[Stored data entries]
* * * * * * * * *

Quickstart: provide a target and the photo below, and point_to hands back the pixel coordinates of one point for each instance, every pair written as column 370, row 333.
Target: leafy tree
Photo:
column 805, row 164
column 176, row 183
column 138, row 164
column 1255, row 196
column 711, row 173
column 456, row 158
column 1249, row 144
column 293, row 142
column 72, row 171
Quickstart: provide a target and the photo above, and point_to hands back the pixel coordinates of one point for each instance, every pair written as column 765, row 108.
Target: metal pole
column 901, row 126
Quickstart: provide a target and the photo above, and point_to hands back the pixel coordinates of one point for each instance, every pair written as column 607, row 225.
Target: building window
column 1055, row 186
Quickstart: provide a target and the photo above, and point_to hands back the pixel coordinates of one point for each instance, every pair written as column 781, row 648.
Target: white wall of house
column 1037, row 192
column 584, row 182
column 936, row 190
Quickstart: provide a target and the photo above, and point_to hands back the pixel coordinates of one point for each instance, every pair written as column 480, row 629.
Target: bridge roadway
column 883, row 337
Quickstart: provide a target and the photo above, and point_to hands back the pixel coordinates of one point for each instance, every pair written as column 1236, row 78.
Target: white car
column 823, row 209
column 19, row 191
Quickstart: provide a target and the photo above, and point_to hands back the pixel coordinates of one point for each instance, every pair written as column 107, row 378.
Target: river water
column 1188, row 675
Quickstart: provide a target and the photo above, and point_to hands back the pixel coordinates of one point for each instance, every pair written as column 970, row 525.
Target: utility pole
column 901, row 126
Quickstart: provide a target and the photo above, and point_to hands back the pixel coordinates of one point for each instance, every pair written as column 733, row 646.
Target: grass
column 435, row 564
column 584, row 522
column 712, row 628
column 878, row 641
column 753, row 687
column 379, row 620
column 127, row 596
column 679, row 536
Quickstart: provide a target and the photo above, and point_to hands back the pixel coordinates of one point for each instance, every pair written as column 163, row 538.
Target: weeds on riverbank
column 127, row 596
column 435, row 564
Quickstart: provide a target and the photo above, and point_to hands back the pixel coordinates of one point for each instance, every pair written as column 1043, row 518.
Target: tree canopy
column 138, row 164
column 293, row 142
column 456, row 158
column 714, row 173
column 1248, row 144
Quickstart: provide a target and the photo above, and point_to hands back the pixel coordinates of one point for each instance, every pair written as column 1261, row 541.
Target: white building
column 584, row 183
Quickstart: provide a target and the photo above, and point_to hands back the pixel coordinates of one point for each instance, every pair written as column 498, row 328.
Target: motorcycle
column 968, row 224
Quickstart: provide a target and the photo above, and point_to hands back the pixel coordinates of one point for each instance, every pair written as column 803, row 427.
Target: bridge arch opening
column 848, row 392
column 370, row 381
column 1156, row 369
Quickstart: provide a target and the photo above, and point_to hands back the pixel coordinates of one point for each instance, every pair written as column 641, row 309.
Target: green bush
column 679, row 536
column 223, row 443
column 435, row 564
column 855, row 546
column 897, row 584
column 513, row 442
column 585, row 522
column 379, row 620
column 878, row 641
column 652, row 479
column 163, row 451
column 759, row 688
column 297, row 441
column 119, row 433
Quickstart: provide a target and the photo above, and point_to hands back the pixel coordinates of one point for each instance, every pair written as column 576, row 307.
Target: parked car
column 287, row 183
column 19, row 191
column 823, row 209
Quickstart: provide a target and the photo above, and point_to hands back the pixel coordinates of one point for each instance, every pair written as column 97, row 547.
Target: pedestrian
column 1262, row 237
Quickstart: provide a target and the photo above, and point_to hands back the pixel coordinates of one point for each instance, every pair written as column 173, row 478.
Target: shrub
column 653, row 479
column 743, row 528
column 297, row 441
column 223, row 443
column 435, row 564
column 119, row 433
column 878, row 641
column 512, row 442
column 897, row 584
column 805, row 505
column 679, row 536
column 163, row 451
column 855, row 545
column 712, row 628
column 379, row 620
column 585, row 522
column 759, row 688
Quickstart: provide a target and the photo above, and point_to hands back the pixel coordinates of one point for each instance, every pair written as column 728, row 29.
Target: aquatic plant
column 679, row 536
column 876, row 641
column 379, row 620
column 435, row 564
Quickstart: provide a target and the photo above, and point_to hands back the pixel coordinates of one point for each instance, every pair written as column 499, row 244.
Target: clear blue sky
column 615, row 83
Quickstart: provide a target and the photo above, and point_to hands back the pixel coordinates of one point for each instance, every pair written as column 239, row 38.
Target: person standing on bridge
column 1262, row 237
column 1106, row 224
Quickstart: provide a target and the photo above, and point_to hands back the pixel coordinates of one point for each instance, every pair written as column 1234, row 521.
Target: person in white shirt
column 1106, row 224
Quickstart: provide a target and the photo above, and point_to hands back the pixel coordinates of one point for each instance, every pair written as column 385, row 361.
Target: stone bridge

* * * * * * * * *

_About this task_:
From the records above, copy only the lines starting with the line that holds "765, row 108." and going on through the line that holds "1236, row 78.", exactly as written.

_Solution for this problem_:
Quickstart: provide a target and the photo above, and point_to hands back the pixel coordinates of one point for each instance, every pair written as column 765, row 108.
Target: metal pole
column 901, row 126
Quickstart: provide a target and the photo above, and point_to hands back the pixel coordinates of one point for each instance, every pair written as column 607, row 225.
Target: building window
column 1055, row 186
Quickstart: provide a target and the photo above, and point_to hands back the pixel coordinates of one point for each instance, every pair written as column 781, row 648.
Target: white wall of house
column 1037, row 192
column 584, row 182
column 936, row 190
Quickstart: provide a target and the photo above, and point_to hands back the pixel coordinates of one point for each instance, every pair written as column 480, row 629.
Target: bridge roadway
column 883, row 337
Quickstart: provide a target and the photo above, and point_to hands back the pixel coordinates of one point for each instance, every pair written as column 1236, row 78.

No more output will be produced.